### [作業依頼 1]
受講生の感想文の「受講生の樋口さんからメールが届きました。(樋口-5」から「像を知ることができなかった。」まで(終わりの語句も含む)を、「チャーリイ」を「チャーリー」に置き換えて書き直してください。
### [作業依頼 2]
受講生の感想文をもとに、次の問いに答えよ。
(a) 実験が成功した後、科学者たちが発表しなかったことは何か。
(b) エーヴの書いた伝記に書かれていないのは、どのような疑惑か。
(c) マリーが女性として初めて成し遂げたこととして挙げられている二つは何か。

### [対象の文章]

☆ ☆ ☆ ☆ ☆ ☆ ☆

受講生の樋口さんからメールが届きました。(樋口-5

 手術によってチャーリイの知能は大幅に発達した。そのために以前付き合っていた仕事の同僚が自分をからかっていたことを理解する。自ら望んで知能を得たのだが知らなければ良かったこともたくさんあるだろう。科学者たちは世の中に貢献したい、チャーリイを知能の発達させてあげたいなど表向きはたいそうなことを言うが、チャーリイを対等な人間として扱わず、実験が成功したらとたんに自分らの功績を世の中に認めて欲しく、自分たちが犯した実験のミスについて発表しなかった。ついに人並みどころかそれ以上の知能をやっとの思いで手に入れたチャーリイが、その人並み以上の知能によってこれから自分が以前のような知能に戻ってしまうことを理解したときは、どんな絶望を味わされたのだろう。

 また他の受講者の「医学によって正常な人間を作ることは間違っている」というコメントを見て思ったことは、今回の映画では実験が失敗に終わったためなんとも言い図らいが、人を健康にするのが医学であり、不可能を可能にするのが科学であると私は思うのでどんどん活用するべきだと思う。考え方の違いだが、頭が良くなるのであれば手術すればいいし、美しくなりたいのであれば整形手術でもやればいいと思う。科学は使い方を誤らなければ人を幸福にする可能性がある、人類に与えられた資産だと思う。


受講生の樋口さんからメールが届きました。(樋口-4

「キュリー夫妻と その愛と情愛」を観て

  映画中に出てきた彼女は研究熱心で明るくつかみどころのない性格で描かれていた。映画では川島論文に書かれていた幼少時代の頃のマリーキュリー、ピエールの死、二回目の受賞、ランジュバン博士との恋愛関係などが語られなかったためキュリー夫人の全体像を知ることができなかった。

 エーヴの書いた伝記ではキュリー夫人にとってマイナスイメージになる不倫疑惑が書かれていなくて伝記としては優れていると思うが私個人的にはいい所だけを描写しているこの伝記よりもリードとジルーの逆転の発想でこの事件の男女の格差を訴えている伝記の方が優れていると思う。何故マリーだけが批判されないといけなかったのだろうか。このことから当時の男女の圧倒的な社会的な権利の格差が伺える。現代ではそれもましになってきたと思うが、まだまだ改善すべき点はたくさんあると思う。マリーが女性初のノーベル賞を受賞し、初の女性教授となったことはこの男女格差を埋めることに大きく貢献しただろう。マリーが行った偉業は科学的なものはもちろん、社会的変化にも大きく影響していると思った。

☆ ☆ ☆ ☆ ☆ ☆ ☆

### [提供資料]
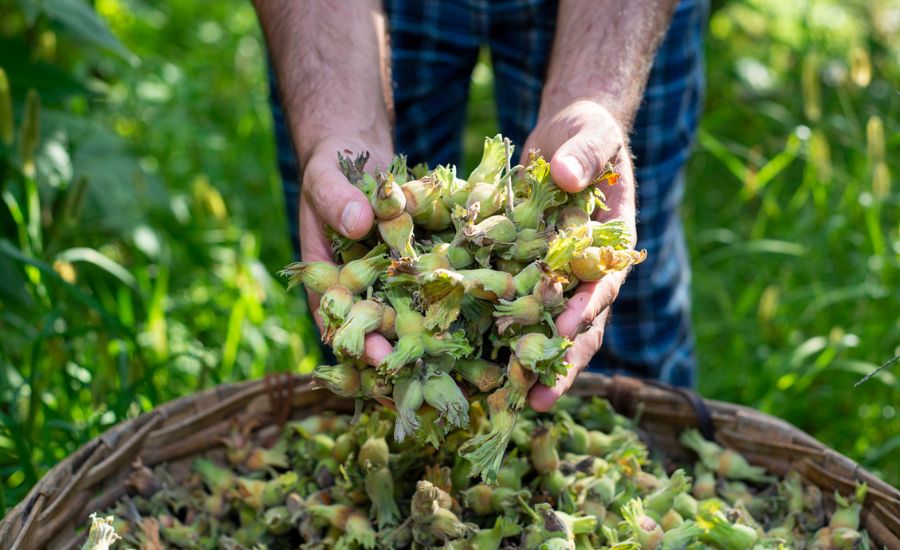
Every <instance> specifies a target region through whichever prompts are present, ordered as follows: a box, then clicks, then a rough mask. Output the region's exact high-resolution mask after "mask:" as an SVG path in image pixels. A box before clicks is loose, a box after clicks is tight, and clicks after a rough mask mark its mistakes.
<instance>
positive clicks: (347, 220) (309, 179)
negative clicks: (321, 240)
mask: <svg viewBox="0 0 900 550" xmlns="http://www.w3.org/2000/svg"><path fill="white" fill-rule="evenodd" d="M303 192H304V193H306V195H307V196H308V197H309V199H310V201H311V205H310V206H311V207H312V208H314V209H315V213H316V215H317V217H318V218H319V219H320V220H321V221H322V222H324V223H325V224H327V225H329V226H330V227H332V228H334V229H336V230H337V231H339V232H340V233H341V234H342V235H344V236H345V237H347V238H350V239H361V238H363V237H365V236H366V234H367V233H368V232H369V230H370V229H372V222H373V221H374V220H375V214H374V213H373V212H372V206H371V205H370V204H369V200H368V199H367V198H366V196H365V195H364V194H363V192H362V191H360V190H359V189H357V188H356V187H354V186H353V185H352V184H351V183H350V182H348V181H347V178H345V177H344V175H343V174H342V173H341V171H340V168H339V167H338V164H337V162H335V161H334V159H333V158H326V157H325V156H323V155H316V156H313V157H312V158H311V160H310V162H309V164H308V165H307V167H306V170H305V171H304V172H303Z"/></svg>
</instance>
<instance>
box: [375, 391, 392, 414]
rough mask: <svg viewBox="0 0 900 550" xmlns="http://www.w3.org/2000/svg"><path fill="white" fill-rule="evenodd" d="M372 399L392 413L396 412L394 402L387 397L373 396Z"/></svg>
mask: <svg viewBox="0 0 900 550" xmlns="http://www.w3.org/2000/svg"><path fill="white" fill-rule="evenodd" d="M372 399H374V400H375V401H378V403H379V404H380V405H381V406H382V407H385V408H387V409H390V410H392V411H394V412H397V406H396V405H394V400H393V399H391V398H389V397H380V396H378V395H376V396H374V397H373V398H372Z"/></svg>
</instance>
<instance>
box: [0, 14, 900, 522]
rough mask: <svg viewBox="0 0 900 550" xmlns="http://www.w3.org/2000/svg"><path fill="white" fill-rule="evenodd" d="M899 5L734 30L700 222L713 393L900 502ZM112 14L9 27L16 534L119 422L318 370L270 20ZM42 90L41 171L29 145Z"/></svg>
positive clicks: (12, 370)
mask: <svg viewBox="0 0 900 550" xmlns="http://www.w3.org/2000/svg"><path fill="white" fill-rule="evenodd" d="M888 4H889V2H887V1H885V0H875V1H869V2H866V1H863V0H857V1H854V2H838V1H836V0H834V1H832V0H815V1H814V0H809V1H807V2H777V1H775V0H740V1H739V0H733V1H731V2H725V3H724V5H722V6H721V7H720V8H719V9H718V10H717V11H716V12H715V14H714V16H713V18H712V21H711V25H710V38H709V45H708V48H707V53H708V65H709V71H708V75H709V92H708V98H707V108H706V115H705V118H704V122H703V126H702V130H701V133H700V136H699V143H698V145H697V150H696V153H695V155H694V158H693V160H692V162H691V165H690V169H689V172H688V190H687V195H686V197H685V202H684V207H683V211H684V219H685V223H686V227H687V232H688V238H689V246H690V250H691V259H692V264H693V277H694V279H693V293H694V298H693V300H694V301H693V303H694V321H695V327H696V333H697V345H698V353H699V357H700V361H701V382H700V389H701V391H702V393H703V394H704V395H707V396H709V397H714V398H717V399H723V400H727V401H734V402H739V403H745V404H748V405H750V406H753V407H756V408H759V409H761V410H763V411H765V412H768V413H770V414H774V415H776V416H779V417H782V418H785V419H787V420H789V421H791V422H793V423H794V424H796V425H798V426H800V427H801V428H803V429H804V430H806V431H808V432H810V433H811V434H813V435H814V436H815V437H817V438H819V439H820V440H822V441H823V442H825V443H826V444H828V445H829V446H831V447H833V448H835V449H837V450H838V451H840V452H842V453H845V454H847V455H848V456H850V457H851V458H854V459H855V460H858V461H860V462H861V463H862V464H863V465H864V466H865V467H867V468H870V469H872V470H873V471H875V472H876V473H878V474H879V475H881V476H883V477H884V478H885V479H886V480H887V481H889V482H891V483H893V484H894V485H898V484H900V462H898V461H897V460H896V459H895V457H896V456H897V454H898V452H900V421H898V420H897V415H898V414H900V411H898V410H897V407H898V406H900V405H898V404H900V382H898V381H897V377H898V376H900V367H896V366H895V367H893V368H891V367H888V368H887V369H885V370H884V371H883V373H882V374H880V375H879V376H877V377H875V378H873V379H871V380H869V381H868V382H866V383H865V384H863V385H860V386H859V387H855V386H854V383H855V382H856V381H857V380H859V379H860V378H861V377H862V376H863V375H864V374H865V373H866V372H869V371H870V370H872V369H874V368H875V367H876V366H877V365H879V364H881V363H883V362H885V361H887V360H889V359H890V358H892V357H894V356H895V355H897V353H898V352H900V321H898V317H900V316H898V315H897V312H898V311H900V293H898V292H897V289H898V288H900V277H898V269H900V192H898V190H897V188H896V185H892V184H893V183H894V182H893V180H894V178H895V177H896V174H898V173H900V166H898V165H897V159H898V158H900V131H898V130H900V128H898V120H900V117H898V114H900V113H898V111H900V96H898V95H897V94H896V90H895V88H896V86H893V87H892V84H891V83H896V82H898V81H900V66H898V64H897V61H896V60H897V59H898V57H900V40H897V36H898V34H897V33H898V30H897V29H896V28H890V27H889V25H891V24H892V23H890V22H891V21H892V20H894V19H891V17H890V15H889V13H888V10H889V8H888ZM717 5H718V4H717ZM4 6H6V5H4ZM96 6H97V9H98V11H99V13H100V14H101V18H99V19H94V20H92V19H90V11H89V10H86V11H87V14H88V16H87V17H85V16H84V13H82V14H80V15H81V16H80V17H67V14H59V13H55V14H46V13H44V14H42V13H37V12H36V13H34V14H26V13H23V12H21V11H20V10H19V8H14V7H0V67H2V68H3V69H4V70H5V71H6V72H7V73H8V75H9V78H10V81H11V84H12V92H13V93H12V97H13V104H14V110H15V113H16V120H15V127H16V130H17V136H16V139H15V140H14V142H13V143H12V144H5V143H4V142H3V140H2V139H0V198H2V204H0V281H2V282H3V283H2V284H0V334H2V338H0V483H2V491H0V498H2V501H0V513H2V510H3V509H4V507H9V506H12V505H13V504H14V503H15V502H17V501H18V500H19V499H21V498H22V497H23V496H24V495H25V493H26V492H27V490H28V489H29V488H30V487H31V485H33V484H34V482H35V481H36V480H37V479H38V478H39V477H40V475H42V473H43V472H45V471H46V470H47V469H48V468H50V467H51V466H52V465H53V464H55V463H56V462H58V461H59V460H61V459H62V458H64V457H65V456H67V455H69V454H70V453H72V452H73V451H74V450H75V449H76V448H77V447H78V446H79V445H81V444H82V443H84V442H85V441H87V440H88V439H90V438H92V437H95V436H97V435H98V434H100V433H101V432H102V431H103V430H105V429H106V428H108V427H109V426H111V425H113V424H115V423H116V422H119V421H120V420H122V419H125V418H129V417H133V416H135V415H137V414H140V413H141V412H144V411H147V410H150V409H152V408H153V407H154V406H156V405H157V404H159V403H162V402H165V401H167V400H170V399H174V398H176V397H179V396H183V395H187V394H189V393H192V392H194V391H196V390H198V389H200V388H203V387H208V386H210V385H214V384H218V383H222V382H229V381H235V380H244V379H248V378H256V377H260V376H262V375H263V374H264V373H266V372H270V371H278V370H296V369H304V368H310V367H311V366H312V365H313V364H314V363H315V361H316V357H315V351H314V350H315V347H314V345H313V344H314V342H313V340H312V333H311V325H310V323H309V321H308V318H307V317H306V315H305V306H304V304H302V303H301V302H300V301H299V300H298V299H297V298H296V296H294V295H288V294H287V293H286V292H285V291H284V288H283V282H282V281H278V280H277V279H276V278H275V277H274V275H273V274H274V273H275V271H277V270H278V269H279V268H280V267H282V266H283V265H284V264H285V263H286V262H288V261H289V260H290V250H289V245H288V241H287V238H286V225H285V221H284V215H283V212H284V205H283V203H282V200H281V195H280V190H279V187H278V185H279V184H278V178H277V172H276V170H275V164H274V150H273V144H272V138H271V130H270V124H271V121H270V119H269V115H268V112H267V105H266V100H267V98H266V93H267V92H266V81H265V67H264V59H263V49H262V48H263V45H262V41H261V38H260V34H259V30H258V28H257V26H256V21H255V17H254V14H253V11H252V8H251V6H250V4H249V3H246V2H239V1H237V0H234V1H227V2H218V3H202V4H200V3H195V2H188V1H187V0H174V1H172V2H167V3H163V4H159V5H157V4H156V3H149V2H143V1H139V0H99V1H98V2H97V3H96ZM894 13H895V12H894ZM32 15H34V19H31V16H32ZM68 15H71V14H68ZM92 25H93V26H92ZM98 25H99V26H98ZM104 25H108V27H109V28H110V29H111V30H112V33H113V34H110V35H106V34H104V33H103V32H101V31H98V30H97V29H98V28H99V29H103V28H104ZM114 36H115V37H118V41H116V40H115V38H114ZM23 51H27V52H29V55H28V56H24V55H22V54H21V52H23ZM490 87H491V75H490V69H489V66H488V65H487V64H486V63H482V64H481V65H480V66H479V69H478V71H477V72H476V75H475V78H474V79H473V85H472V95H471V103H470V109H469V115H468V126H467V132H466V136H465V143H464V146H465V150H466V153H467V154H466V158H467V164H468V165H469V166H471V163H472V159H473V157H474V156H476V155H477V151H478V150H479V148H480V142H481V139H482V138H483V136H484V135H486V134H493V133H494V132H495V131H496V116H495V114H494V113H495V110H494V106H493V103H492V93H491V88H490ZM31 88H33V89H35V90H36V91H37V93H38V94H39V96H40V98H41V108H40V113H41V114H40V140H39V143H38V146H37V148H36V151H35V154H34V159H35V163H34V166H36V170H35V171H32V170H31V169H30V166H31V164H30V163H29V155H28V151H27V148H26V150H25V151H23V149H22V147H21V145H22V143H23V139H22V136H20V135H18V134H19V133H20V130H21V128H22V127H23V125H24V124H23V120H24V112H25V110H26V108H25V103H26V100H25V98H26V94H27V91H28V89H31ZM0 108H2V105H0ZM0 122H2V121H0ZM26 126H27V125H26ZM0 128H2V126H0ZM26 138H27V136H26ZM24 141H25V142H28V139H25V140H24ZM23 153H24V154H23Z"/></svg>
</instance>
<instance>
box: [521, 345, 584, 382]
mask: <svg viewBox="0 0 900 550" xmlns="http://www.w3.org/2000/svg"><path fill="white" fill-rule="evenodd" d="M572 345H573V343H572V341H571V340H569V339H568V338H562V337H554V338H548V337H546V336H544V335H543V334H540V333H537V332H533V333H530V334H524V335H522V336H520V337H518V338H516V339H515V340H513V342H512V347H513V350H514V352H515V354H516V357H517V358H518V359H519V361H520V362H521V363H522V365H523V366H524V367H525V368H528V369H530V370H532V371H534V372H536V373H538V375H539V376H540V382H541V383H542V384H544V385H546V386H553V385H555V384H556V379H557V377H558V376H560V375H562V376H565V374H566V372H567V371H568V370H569V364H568V363H566V362H565V361H564V360H563V356H564V355H565V353H566V350H567V349H569V348H570V347H572Z"/></svg>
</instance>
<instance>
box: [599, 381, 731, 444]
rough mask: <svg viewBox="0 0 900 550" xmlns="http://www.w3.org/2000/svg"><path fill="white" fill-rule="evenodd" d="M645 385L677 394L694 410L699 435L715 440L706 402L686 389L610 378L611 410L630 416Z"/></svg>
mask: <svg viewBox="0 0 900 550" xmlns="http://www.w3.org/2000/svg"><path fill="white" fill-rule="evenodd" d="M645 385H646V386H650V387H653V388H659V389H661V390H665V391H669V392H673V393H677V394H678V395H680V396H681V397H683V398H684V400H685V401H687V402H688V405H690V406H691V409H693V410H694V416H695V417H696V420H697V428H698V429H699V430H700V434H701V435H703V437H705V438H706V439H708V440H710V441H714V440H715V438H716V427H715V424H714V423H713V419H712V413H711V412H710V411H709V407H707V406H706V402H705V401H704V400H703V398H702V397H700V394H698V393H697V392H695V391H693V390H689V389H687V388H681V387H678V386H673V385H671V384H664V383H662V382H658V381H656V380H640V379H638V378H633V377H631V376H622V375H616V376H613V377H612V382H611V383H610V388H609V400H610V402H611V403H612V406H613V408H615V409H616V410H617V411H619V412H620V413H622V414H626V415H628V416H632V415H633V414H634V409H635V404H636V402H637V401H638V400H639V399H640V394H641V392H642V391H643V387H644V386H645Z"/></svg>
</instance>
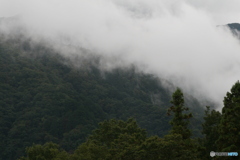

☆ ☆ ☆ ☆ ☆ ☆ ☆

### [回答 1]
受講生の樋口さんからメールが届きました。(樋口-5

 手術によってチャーリーの知能は大幅に発達した。そのために以前付き合っていた仕事の同僚が自分をからかっていたことを理解する。自ら望んで知能を得たのだが知らなければ良かったこともたくさんあるだろう。科学者たちは世の中に貢献したい、チャーリーを知能の発達させてあげたいなど表向きはたいそうなことを言うが、チャーリーを対等な人間として扱わず、実験が成功したらとたんに自分らの功績を世の中に認めて欲しく、自分たちが犯した実験のミスについて発表しなかった。ついに人並みどころかそれ以上の知能をやっとの思いで手に入れたチャーリーが、その人並み以上の知能によってこれから自分が以前のような知能に戻ってしまうことを理解したときは、どんな絶望を味わされたのだろう。

 また他の受講者の「医学によって正常な人間を作ることは間違っている」というコメントを見て思ったことは、今回の映画では実験が失敗に終わったためなんとも言い図らいが、人を健康にするのが医学であり、不可能を可能にするのが科学であると私は思うのでどんどん活用するべきだと思う。考え方の違いだが、頭が良くなるのであれば手術すればいいし、美しくなりたいのであれば整形手術でもやればいいと思う。科学は使い方を誤らなければ人を幸福にする可能性がある、人類に与えられた資産だと思う。


受講生の樋口さんからメールが届きました。(樋口-4

「キュリー夫妻と その愛と情愛」を観て

  映画中に出てきた彼女は研究熱心で明るくつかみどころのない性格で描かれていた。映画では川島論文に書かれていた幼少時代の頃のマリーキュリー、ピエールの死、二回目の受賞、ランジュバン博士との恋愛関係などが語られなかったためキュリー夫人の全体像を知ることができなかった。

### [回答 2]
(a) 自分たちが犯した実験のミス
(b) キュリー夫人にとってマイナスイメージになる不倫疑惑
(c) 女性初のノーベル賞の受賞と、初の女性教授になったこと